Task to carry out:
Pick out every line in the records below that contains the string "pants", treating uppercase and lowercase as different.

Supplied entries:
** Begin **

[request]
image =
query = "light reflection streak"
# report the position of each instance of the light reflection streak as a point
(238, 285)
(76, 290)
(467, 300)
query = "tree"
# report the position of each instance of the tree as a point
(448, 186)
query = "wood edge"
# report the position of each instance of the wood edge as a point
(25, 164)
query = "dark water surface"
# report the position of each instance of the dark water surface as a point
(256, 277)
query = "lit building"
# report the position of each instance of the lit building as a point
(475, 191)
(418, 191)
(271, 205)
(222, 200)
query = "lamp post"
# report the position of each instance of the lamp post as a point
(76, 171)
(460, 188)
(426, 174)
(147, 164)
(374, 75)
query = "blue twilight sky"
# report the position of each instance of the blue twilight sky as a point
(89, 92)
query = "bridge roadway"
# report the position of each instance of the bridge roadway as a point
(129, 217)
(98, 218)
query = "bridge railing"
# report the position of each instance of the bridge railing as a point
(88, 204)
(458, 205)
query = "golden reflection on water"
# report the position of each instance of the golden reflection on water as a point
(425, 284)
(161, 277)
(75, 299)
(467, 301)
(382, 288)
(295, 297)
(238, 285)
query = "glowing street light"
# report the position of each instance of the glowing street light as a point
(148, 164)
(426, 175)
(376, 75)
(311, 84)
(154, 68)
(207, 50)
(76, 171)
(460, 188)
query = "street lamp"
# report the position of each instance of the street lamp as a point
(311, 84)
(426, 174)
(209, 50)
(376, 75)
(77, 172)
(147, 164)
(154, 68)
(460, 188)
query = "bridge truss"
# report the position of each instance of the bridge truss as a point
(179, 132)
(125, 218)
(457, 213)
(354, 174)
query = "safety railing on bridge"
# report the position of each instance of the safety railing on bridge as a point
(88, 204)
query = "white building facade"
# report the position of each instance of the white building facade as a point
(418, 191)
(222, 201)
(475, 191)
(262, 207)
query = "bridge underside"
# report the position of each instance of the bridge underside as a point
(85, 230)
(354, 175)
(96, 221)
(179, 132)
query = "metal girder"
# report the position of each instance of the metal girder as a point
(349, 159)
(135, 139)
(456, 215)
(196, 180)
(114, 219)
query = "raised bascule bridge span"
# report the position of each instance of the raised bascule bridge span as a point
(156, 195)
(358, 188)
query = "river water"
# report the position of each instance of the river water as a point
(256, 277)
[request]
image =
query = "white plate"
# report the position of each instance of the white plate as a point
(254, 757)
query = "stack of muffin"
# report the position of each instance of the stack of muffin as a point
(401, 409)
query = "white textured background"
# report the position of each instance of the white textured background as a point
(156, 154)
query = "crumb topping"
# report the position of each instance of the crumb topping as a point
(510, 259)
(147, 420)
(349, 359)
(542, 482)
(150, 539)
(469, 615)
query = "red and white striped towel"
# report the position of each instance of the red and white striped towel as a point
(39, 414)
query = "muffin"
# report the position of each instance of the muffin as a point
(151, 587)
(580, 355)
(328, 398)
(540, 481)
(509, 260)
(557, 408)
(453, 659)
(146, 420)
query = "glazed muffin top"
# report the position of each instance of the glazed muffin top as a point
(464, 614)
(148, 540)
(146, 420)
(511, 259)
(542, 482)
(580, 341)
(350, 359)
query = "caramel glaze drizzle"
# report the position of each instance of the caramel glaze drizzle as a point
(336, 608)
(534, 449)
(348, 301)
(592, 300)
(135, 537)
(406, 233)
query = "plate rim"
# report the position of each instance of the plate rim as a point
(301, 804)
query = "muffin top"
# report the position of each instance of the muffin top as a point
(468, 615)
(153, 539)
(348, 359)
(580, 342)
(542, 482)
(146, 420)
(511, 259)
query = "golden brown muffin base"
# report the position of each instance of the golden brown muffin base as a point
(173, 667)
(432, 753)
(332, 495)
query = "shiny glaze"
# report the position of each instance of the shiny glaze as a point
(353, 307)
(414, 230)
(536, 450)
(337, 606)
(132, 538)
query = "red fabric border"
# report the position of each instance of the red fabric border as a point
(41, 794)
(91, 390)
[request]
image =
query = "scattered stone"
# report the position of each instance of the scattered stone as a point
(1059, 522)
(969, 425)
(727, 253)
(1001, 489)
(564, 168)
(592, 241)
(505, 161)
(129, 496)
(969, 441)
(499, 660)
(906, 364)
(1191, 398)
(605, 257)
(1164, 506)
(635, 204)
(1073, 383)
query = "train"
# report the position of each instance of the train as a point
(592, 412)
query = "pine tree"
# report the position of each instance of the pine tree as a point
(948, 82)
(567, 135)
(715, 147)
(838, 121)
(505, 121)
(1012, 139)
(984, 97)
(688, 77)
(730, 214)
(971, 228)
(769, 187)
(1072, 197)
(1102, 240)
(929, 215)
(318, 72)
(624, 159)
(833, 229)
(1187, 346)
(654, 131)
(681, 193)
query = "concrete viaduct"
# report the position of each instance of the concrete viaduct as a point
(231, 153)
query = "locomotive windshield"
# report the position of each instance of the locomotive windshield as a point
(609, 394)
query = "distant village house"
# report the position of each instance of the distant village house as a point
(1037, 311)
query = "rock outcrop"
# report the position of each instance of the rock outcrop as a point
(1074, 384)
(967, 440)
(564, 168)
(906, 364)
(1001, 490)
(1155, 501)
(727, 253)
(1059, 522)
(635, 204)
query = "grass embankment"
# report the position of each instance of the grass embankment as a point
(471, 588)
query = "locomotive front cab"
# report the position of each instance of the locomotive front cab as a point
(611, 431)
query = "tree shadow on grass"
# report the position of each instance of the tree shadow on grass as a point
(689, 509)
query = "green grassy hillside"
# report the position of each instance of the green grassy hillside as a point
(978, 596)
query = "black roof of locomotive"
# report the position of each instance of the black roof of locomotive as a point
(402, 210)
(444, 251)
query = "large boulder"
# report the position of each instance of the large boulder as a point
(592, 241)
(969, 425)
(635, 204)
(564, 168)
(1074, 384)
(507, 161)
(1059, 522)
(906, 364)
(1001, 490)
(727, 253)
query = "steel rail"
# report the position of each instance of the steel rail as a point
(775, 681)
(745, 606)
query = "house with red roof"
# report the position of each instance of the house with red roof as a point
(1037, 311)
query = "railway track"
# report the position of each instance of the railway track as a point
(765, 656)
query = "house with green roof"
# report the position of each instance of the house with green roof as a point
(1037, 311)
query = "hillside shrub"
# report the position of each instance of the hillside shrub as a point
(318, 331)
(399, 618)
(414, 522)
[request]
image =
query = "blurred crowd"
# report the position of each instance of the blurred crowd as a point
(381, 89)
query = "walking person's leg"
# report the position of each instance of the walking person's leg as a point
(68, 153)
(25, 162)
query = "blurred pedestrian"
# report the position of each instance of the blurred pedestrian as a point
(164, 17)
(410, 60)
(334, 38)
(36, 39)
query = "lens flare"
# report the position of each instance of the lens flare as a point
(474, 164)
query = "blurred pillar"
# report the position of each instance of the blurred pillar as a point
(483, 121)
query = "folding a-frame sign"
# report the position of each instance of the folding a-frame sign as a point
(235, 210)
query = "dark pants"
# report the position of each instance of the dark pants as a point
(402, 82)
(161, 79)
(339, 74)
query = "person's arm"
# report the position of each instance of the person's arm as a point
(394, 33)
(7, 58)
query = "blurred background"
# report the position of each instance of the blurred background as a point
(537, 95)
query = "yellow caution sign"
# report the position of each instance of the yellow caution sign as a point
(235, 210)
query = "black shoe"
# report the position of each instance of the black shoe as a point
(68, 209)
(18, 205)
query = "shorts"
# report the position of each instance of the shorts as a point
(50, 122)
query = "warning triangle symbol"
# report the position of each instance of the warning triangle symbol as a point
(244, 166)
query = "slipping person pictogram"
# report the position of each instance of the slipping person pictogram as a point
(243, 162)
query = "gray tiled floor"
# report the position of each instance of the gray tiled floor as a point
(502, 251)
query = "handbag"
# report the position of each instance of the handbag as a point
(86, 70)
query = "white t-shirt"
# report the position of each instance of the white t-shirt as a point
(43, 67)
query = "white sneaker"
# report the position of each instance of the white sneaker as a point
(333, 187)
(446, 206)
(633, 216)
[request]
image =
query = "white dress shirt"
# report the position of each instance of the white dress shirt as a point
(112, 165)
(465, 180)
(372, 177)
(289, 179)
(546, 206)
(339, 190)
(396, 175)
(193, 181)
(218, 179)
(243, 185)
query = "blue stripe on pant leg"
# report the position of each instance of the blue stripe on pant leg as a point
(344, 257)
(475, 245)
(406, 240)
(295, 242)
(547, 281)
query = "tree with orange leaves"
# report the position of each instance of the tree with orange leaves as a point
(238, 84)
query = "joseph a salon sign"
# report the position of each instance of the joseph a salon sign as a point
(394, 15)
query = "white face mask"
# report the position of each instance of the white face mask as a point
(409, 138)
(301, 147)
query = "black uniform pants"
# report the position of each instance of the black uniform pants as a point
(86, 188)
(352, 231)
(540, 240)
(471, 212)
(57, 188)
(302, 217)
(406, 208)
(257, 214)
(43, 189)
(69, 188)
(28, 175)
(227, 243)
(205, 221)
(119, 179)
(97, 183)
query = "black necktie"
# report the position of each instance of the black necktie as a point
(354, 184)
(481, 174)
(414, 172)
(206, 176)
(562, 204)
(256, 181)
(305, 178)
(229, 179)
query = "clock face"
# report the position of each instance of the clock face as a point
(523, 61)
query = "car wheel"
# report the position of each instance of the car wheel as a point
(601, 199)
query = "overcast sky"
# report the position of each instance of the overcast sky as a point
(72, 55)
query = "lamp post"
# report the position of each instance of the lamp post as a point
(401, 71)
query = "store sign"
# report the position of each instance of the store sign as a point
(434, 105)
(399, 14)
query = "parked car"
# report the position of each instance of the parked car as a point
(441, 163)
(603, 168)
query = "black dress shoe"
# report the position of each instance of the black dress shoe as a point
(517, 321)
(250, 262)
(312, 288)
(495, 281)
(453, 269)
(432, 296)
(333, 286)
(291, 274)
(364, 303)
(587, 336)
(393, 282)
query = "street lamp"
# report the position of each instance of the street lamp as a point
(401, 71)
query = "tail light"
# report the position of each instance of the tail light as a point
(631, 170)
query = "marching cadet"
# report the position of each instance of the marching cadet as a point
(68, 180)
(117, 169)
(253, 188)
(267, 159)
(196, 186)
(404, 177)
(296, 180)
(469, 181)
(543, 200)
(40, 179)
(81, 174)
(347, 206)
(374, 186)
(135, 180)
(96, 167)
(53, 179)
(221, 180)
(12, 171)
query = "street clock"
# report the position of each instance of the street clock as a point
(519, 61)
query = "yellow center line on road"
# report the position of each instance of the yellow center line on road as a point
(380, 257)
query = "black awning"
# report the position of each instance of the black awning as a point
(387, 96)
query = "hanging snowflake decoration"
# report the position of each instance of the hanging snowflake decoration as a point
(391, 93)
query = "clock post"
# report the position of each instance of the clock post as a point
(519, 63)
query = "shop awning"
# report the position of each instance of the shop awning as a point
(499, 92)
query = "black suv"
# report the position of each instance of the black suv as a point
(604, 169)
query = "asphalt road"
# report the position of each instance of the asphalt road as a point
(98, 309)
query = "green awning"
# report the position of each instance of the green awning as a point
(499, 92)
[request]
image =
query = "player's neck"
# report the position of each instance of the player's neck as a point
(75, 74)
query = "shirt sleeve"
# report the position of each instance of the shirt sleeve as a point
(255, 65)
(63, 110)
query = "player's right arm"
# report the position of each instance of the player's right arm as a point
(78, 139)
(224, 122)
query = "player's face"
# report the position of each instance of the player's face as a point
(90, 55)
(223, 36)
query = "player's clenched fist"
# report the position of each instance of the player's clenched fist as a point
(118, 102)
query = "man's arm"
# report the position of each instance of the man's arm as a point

** End **

Written answer:
query = "dark pants"
# report the position of each instance of the dark pants as a point
query = "black uniform pants"
# report the position of each instance of the black uniform pants as a point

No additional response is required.